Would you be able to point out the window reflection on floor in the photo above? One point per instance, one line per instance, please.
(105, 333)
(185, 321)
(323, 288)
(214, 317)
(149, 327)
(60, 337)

# WHAT IS NEEDED
Faithfully reproduce all of the records, character for character.

# SOLUTION BELOW
Would you be able to point out the window reflection on floor in the photo above? One point per instance, one line per instance, please.
(105, 333)
(185, 321)
(323, 288)
(214, 317)
(149, 327)
(60, 337)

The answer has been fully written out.